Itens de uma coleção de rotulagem
#####
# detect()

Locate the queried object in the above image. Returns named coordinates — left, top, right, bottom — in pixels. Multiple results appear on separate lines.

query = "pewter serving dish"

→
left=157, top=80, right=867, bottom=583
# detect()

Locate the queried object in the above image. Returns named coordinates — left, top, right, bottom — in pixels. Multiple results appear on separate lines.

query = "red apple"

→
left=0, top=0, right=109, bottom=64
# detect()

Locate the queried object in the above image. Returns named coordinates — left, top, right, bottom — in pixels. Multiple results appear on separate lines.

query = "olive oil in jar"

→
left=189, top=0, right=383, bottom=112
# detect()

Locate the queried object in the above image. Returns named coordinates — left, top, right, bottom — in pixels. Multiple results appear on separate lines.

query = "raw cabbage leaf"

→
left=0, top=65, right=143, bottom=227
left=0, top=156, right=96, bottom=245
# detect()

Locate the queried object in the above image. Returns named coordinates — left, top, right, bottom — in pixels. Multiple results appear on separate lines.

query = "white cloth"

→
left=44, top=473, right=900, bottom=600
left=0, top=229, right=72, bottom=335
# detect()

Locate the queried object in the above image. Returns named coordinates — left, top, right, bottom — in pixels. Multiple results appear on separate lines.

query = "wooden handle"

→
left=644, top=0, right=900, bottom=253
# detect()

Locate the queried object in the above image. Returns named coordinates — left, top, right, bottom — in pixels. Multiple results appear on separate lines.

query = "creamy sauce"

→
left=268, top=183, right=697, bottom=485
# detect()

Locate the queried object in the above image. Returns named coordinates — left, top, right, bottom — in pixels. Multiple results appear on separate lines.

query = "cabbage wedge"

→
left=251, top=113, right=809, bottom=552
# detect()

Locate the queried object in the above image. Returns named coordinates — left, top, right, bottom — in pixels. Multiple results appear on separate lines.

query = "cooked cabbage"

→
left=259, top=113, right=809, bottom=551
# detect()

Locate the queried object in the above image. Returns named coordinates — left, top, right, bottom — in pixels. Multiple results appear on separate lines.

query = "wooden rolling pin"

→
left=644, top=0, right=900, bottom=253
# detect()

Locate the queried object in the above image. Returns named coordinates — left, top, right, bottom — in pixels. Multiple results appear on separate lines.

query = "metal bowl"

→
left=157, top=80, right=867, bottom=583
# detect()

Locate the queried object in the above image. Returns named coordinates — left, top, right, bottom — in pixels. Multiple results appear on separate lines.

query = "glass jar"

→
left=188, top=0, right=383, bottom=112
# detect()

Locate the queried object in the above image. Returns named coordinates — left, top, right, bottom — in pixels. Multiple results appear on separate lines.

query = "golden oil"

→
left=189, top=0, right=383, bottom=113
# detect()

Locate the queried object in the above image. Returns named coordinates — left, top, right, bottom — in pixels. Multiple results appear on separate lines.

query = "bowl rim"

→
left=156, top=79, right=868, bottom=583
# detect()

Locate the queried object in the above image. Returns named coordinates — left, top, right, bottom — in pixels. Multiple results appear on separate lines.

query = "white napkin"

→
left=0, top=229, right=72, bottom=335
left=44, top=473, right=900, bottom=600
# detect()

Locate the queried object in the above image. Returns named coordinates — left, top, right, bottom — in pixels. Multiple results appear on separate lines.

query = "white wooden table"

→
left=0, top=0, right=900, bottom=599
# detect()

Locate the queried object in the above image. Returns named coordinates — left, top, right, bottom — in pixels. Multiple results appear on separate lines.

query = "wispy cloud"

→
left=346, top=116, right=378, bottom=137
#####
▶ _Tarefa pedida_: Por favor, devolva todas as linhas da listagem acima sem alterar nada, do início ao fim.

▶ _Resposta do exercício_:
# detect()

Locate the queried object in the above image. Returns named coordinates — left, top, right, bottom — in pixels. Multiple results appear on separate lines.

query = "pewter serving dish"

→
left=157, top=80, right=867, bottom=583
# detect()

Locate the queried object in the above image. Returns named coordinates — left, top, right, bottom — in pixels. Multiple results appear on separate lines.

query = "red apple"

→
left=0, top=0, right=109, bottom=64
# detect()

Locate the queried object in the above image. Returns named coordinates — left, top, right, bottom — in pixels. Multiple results appear on separate lines.

query = "olive oil in jar"

→
left=189, top=0, right=383, bottom=112
# detect()

Locate the queried object in the above image. Returns named coordinates — left, top, right, bottom — in pixels. Multiple results appear on separate lines.

query = "raw cabbage leaf"

→
left=0, top=65, right=143, bottom=227
left=0, top=156, right=96, bottom=245
# detect()

Locate the queried object in the above image. Returns named coordinates — left, top, right, bottom — in pixels. Multiple results appear on separate lines.

query = "white cloth"

→
left=44, top=473, right=900, bottom=600
left=0, top=229, right=72, bottom=335
# detect()

Locate the queried object in the above image. Returns named coordinates — left, top, right, bottom — in pixels. Multiple results appear on separate lines.

query = "wooden handle"

→
left=644, top=0, right=900, bottom=253
# detect()

Locate the queried object in the above image. Returns named coordinates — left, top, right, bottom — in pixels. Multiple results appear on separate lines.

query = "creamy sauce"

→
left=268, top=183, right=697, bottom=485
# detect()

Locate the queried object in the above image. Returns named coordinates — left, top, right, bottom — in pixels. Multiple results appear on separate lines.

query = "cabbage wedge"

→
left=251, top=113, right=809, bottom=552
# detect()

Locate the queried object in the above image. Returns named coordinates — left, top, right, bottom — in pixels. Multiple results appear on separate lines.

query = "cooked cabbage"

→
left=259, top=113, right=809, bottom=551
# detect()

Locate the queried object in the above image. Returns named coordinates — left, top, right, bottom — in pixels. Multiple results appear on separate lines.

query = "wooden rolling pin"

→
left=644, top=0, right=900, bottom=253
# detect()

Locate the queried object in the above image. Returns named coordinates — left, top, right, bottom — in pixels. Multiple results appear on separate lines.

query = "metal bowl"

→
left=157, top=80, right=867, bottom=583
# detect()

Locate the queried object in the above image. Returns named coordinates — left, top, right, bottom — in pixels. Multiple results appear on separate lines.

query = "glass jar"

→
left=188, top=0, right=383, bottom=112
# detect()

Locate the queried object in the above image. Returns named coordinates — left, top, right, bottom — in pixels. Multiple results appear on separate lines.

query = "golden oil"

→
left=189, top=0, right=383, bottom=113
# detect()

Locate the queried object in the above image. Returns named coordinates — left, top, right, bottom — in pixels. Multiple results appear on separate lines.

query = "bowl rim"

→
left=156, top=79, right=868, bottom=583
# detect()

Locate the queried object in the above image. Returns named coordinates — left, top, right, bottom — in pixels. Multiple results appear on separate lines.

query = "white napkin"

→
left=0, top=229, right=72, bottom=335
left=44, top=473, right=900, bottom=600
# detect()

Locate the queried object in the above image. Returns named coordinates — left, top, right, bottom — in pixels. Multiple results appear on separate lines.

query = "white wooden table"

→
left=0, top=0, right=900, bottom=599
# detect()

Locate the queried object in the above image. Returns named coordinates — left, top, right, bottom — in pixels. Multiple results appear on separate lines.

query = "wispy cloud"

→
left=346, top=116, right=378, bottom=137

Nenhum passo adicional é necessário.